• Directive: Render the rows below, from the line containing "Target: out-of-focus fence" through the end of the rows, as a two-column CSV with the header query_text,polygon_answer. Write one CSV line per row, putting its text and its answer each in a single quoted field with line breaks replaced by spaces.

=== Entries ===

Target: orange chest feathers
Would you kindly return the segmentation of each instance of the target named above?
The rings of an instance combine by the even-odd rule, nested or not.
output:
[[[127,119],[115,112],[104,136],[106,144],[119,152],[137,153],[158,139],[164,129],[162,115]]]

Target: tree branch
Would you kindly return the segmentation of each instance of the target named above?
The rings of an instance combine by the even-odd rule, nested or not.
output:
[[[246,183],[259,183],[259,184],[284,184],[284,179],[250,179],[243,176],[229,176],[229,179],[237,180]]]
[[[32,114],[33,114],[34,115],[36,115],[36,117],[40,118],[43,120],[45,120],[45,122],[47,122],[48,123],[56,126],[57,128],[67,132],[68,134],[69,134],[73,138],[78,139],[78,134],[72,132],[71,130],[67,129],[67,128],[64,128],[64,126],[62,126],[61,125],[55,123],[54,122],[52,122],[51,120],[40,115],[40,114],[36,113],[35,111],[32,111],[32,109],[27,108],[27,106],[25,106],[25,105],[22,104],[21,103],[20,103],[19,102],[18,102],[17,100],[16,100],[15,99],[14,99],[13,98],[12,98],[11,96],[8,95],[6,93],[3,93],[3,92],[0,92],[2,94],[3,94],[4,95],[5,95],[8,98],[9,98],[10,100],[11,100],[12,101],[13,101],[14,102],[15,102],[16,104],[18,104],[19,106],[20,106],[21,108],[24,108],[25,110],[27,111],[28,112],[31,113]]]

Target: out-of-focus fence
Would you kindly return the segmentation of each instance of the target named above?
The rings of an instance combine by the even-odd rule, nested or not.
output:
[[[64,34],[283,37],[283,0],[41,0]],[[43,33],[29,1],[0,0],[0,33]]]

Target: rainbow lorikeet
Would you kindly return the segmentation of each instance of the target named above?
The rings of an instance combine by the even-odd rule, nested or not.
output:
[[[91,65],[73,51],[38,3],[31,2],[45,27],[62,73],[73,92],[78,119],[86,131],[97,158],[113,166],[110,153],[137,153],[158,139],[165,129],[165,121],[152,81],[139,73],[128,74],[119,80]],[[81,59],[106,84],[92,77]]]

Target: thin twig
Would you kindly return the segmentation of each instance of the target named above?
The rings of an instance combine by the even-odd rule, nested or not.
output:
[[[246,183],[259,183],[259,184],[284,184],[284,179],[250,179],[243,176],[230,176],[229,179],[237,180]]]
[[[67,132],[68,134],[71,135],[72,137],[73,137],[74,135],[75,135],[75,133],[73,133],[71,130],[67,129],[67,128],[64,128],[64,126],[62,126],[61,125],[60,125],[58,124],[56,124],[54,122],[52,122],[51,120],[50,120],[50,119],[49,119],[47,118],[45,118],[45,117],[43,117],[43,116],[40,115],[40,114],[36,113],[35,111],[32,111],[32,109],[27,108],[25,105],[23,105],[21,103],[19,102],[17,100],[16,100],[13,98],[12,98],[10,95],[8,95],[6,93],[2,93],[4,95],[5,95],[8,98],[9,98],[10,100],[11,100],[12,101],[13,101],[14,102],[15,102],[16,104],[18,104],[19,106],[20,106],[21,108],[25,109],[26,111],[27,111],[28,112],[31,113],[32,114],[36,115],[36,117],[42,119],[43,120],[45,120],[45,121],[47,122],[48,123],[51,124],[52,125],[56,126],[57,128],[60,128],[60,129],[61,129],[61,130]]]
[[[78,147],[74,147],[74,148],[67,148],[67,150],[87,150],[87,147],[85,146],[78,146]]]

===

• Complete output:
query_text,polygon_answer
"Target: out-of-focus fence Would you kindly return the segmentation of each instance of the target named above? The rings of an instance combine by the even-odd rule, nested or not. output:","[[[64,34],[283,37],[283,0],[41,0]],[[43,33],[29,1],[0,0],[0,33]]]"
"Target: rainbow lorikeet Would you kindly return the segmentation of each instance of the target named above? The rings of an instance combine by the even-odd rule, nested or not. output:","[[[91,65],[73,51],[38,3],[31,2],[45,27],[62,73],[73,92],[78,119],[86,131],[97,158],[113,166],[110,153],[137,153],[158,139],[165,129],[165,121],[152,81],[139,73],[128,74],[119,80]],[[81,59],[106,84],[92,77]]]"
"Target: thin twig Would you kindly return the segmentation of each instance of the target named above? The rings of an instance combine by the even-odd rule, nested or not. output:","[[[246,183],[259,183],[259,184],[284,184],[284,179],[250,179],[243,176],[230,176],[229,179],[237,180]]] [[[67,132],[68,134],[71,135],[72,137],[73,137],[74,135],[75,135],[75,133],[73,133],[71,130],[67,129],[67,128],[64,128],[64,126],[62,126],[61,125],[60,125],[58,124],[56,124],[54,122],[52,122],[51,120],[50,120],[50,119],[49,119],[47,118],[45,118],[45,117],[43,117],[43,116],[40,115],[40,114],[36,113],[35,111],[32,111],[32,109],[27,108],[25,105],[23,105],[21,103],[19,102],[17,100],[16,100],[13,98],[12,98],[10,95],[8,95],[6,93],[2,93],[4,95],[5,95],[8,98],[9,98],[10,100],[11,100],[12,101],[13,101],[14,102],[15,102],[16,104],[18,104],[19,106],[20,106],[21,108],[25,109],[26,111],[27,111],[28,112],[31,113],[32,114],[36,115],[36,117],[42,119],[43,120],[45,120],[45,121],[47,122],[48,123],[51,124],[52,125],[56,126],[57,128],[60,128],[60,129],[61,129],[61,130]]] [[[78,147],[74,147],[74,148],[67,148],[67,150],[87,150],[87,147],[85,146],[78,146]]]"